§ EXTRACTO:

--------------------

# Iluminación para lugares remotos Plantalampara



## yosimiro (Nov 28, 2015)

Este es un logro, del cual todavía no se tiene la real dimensión.


----------



## matlok33 (Dic 1, 2015)

UH!
Esto si realmente funciona, es fantastico!
Alguna idea de como se hace?


----------



## chclau (Dic 1, 2015)

mmmm

No se, no me cierra esta noticia.

Una lampara equivalente a 50W incandescente es, digamos, unos 5-6W LED. Digamos que las baterias se cargan durante el doble del tiempo que se descargan, o sea que necesito una potencia de carga de 3W. Los procesos secundarios de la fotosintesis de una plantita generan una energia aprovechable de 3Wh?

No me suena.


----------



## yosimiro (Dic 1, 2015)

chclau dijo:


> mmmm
> 
> No se, no me cierra esta noticia.
> 
> ...




Por lo que se vé, en imagen, es bastante menos que eso(50W incandescente).

Sospecho que menos de la mitad.

Entonces el cálculo debiera hacerse a partir de eso.

Sin embargo, no me parece que pierda mérito, aún con esos valores.


----------



## matlok33 (Dic 1, 2015)

A mi me da la impresion de que tiene una luminosidad equivalente a la de un led de unos 2 o 3 W, con un buen reflector, suficiente para un trabajo manual o lectura.
Sin embargo, una sola plantita minuscula puede generar esa energia?
Si asi fuera: Como?


----------



## chclau (Dic 2, 2015)

yosimiro dijo:


> Por lo que se vé, en imagen, es bastante menos que eso(50W incandescente).
> 
> Sospecho que menos de la mitad.
> 
> ...



Busque un poco por la Internet, una universidad holandesa dice que hoy por hoy puede generar aproximadamente 0.4W por metro cuadrado de vegetacion y que piensan que en el futuro se conseguira bastante mas... pero igual me parece que con una sola planta no se podria producir energia de la magnitud que muestran en el video.

http://www.gizmag.com/plant-microbial-fuel-cell/25163/

De todos modos, el tema es re-interesante y nunca antes habia oido que se hablara de eso.

--------------------

Entradas de datos recopiladas
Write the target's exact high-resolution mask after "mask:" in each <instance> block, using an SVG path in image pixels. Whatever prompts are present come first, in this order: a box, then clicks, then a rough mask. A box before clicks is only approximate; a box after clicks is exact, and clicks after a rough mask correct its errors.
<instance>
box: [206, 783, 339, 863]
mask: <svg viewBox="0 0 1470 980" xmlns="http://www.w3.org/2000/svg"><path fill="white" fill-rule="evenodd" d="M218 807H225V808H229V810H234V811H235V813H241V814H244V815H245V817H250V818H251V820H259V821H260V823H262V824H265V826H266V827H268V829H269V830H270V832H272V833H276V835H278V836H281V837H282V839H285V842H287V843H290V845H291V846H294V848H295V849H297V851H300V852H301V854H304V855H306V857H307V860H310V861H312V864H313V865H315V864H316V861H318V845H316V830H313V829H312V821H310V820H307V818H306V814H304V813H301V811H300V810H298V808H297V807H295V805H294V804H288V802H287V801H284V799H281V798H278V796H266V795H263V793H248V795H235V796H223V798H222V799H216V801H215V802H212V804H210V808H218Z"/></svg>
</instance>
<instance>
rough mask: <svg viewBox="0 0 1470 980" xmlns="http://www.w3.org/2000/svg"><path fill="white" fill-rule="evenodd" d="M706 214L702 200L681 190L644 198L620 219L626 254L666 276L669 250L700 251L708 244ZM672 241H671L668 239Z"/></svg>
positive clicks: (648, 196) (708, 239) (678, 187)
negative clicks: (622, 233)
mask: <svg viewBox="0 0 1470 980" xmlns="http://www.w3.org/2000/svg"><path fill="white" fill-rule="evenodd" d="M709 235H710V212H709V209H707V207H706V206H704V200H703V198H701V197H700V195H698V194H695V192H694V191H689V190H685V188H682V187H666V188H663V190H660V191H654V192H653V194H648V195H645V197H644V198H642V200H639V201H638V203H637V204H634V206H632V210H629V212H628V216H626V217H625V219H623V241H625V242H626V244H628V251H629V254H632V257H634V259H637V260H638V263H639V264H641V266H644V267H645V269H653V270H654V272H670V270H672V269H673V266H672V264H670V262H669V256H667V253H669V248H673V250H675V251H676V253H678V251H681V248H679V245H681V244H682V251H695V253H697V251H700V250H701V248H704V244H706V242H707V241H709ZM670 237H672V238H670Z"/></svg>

--------------------

§ DETALLES DE LA TAREA:
Copia el tramo del hilo sobre la Plantalampara desde "Sin embargo, no" hasta "asi fuera: Como?", ambos incluidos, y cambia "reflector" por "espejo". Las filas son material independiente del hilo.

§ RESULTADO DE LA TAREA:
Sin embargo, no me parece que pierda mérito, aún con esos valores.


----------



## matlok33 (Dic 1, 2015)

A mi me da la impresion de que tiene una luminosidad equivalente a la de un led de unos 2 o 3 W, con un buen espejo, suficiente para un trabajo manual o lectura.
Sin embargo, una sola plantita minuscula puede generar esa energia?
Si asi fuera: Como?